>> START

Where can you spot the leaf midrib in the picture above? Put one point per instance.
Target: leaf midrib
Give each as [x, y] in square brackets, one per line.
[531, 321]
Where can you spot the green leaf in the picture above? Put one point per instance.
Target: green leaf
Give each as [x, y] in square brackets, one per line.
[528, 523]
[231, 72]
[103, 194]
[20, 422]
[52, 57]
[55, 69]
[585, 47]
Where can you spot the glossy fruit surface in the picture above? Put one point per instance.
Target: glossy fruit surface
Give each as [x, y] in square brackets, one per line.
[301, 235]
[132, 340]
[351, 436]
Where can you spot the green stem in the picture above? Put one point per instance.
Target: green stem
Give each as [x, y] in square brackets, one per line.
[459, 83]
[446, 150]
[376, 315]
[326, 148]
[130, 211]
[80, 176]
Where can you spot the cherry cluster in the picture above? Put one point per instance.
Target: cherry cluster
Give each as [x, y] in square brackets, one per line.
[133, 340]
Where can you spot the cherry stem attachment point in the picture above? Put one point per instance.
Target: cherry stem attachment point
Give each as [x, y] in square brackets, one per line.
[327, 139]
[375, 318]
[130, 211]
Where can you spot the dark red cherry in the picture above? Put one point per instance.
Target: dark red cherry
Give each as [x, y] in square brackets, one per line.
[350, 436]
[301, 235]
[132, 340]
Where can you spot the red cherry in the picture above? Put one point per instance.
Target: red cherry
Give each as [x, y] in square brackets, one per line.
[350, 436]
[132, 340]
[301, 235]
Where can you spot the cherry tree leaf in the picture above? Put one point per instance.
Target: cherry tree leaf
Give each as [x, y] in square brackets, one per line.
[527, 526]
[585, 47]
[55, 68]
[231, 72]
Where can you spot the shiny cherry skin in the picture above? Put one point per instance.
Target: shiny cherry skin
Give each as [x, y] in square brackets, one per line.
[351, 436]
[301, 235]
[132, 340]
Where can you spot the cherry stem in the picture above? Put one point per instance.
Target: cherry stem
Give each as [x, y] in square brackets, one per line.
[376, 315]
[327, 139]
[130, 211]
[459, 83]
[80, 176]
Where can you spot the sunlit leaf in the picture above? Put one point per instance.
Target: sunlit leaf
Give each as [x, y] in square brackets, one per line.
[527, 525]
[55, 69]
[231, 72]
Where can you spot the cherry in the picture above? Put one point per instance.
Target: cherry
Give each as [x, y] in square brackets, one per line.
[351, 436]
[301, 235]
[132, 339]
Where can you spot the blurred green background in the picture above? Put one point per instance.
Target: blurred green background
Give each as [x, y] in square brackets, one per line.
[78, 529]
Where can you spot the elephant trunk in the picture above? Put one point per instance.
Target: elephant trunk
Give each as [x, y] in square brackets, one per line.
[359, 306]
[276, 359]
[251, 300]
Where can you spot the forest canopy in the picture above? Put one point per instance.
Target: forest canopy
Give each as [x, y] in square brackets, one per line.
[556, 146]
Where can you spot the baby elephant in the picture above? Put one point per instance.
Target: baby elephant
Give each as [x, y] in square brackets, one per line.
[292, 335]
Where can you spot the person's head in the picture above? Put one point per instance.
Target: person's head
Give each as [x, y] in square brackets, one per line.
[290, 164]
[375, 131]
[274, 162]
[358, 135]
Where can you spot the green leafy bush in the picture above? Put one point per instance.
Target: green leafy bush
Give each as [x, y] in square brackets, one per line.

>> END

Task to complete =>
Retype the data above word for word, starting with the line that contains "Where can you spot the person's" and going on through the final line of the data.

Response for this exercise =>
Where can you spot the person's head in the picture above? Put one point per instance.
Target: person's head
Give each as [x, y] in square brackets, one per line.
[290, 164]
[375, 131]
[274, 162]
[358, 135]
Where can you spot the green leafy bush in the picture above? Put one point per instance.
Target: green leafy bush
Give each as [x, y] in square brackets, one per line.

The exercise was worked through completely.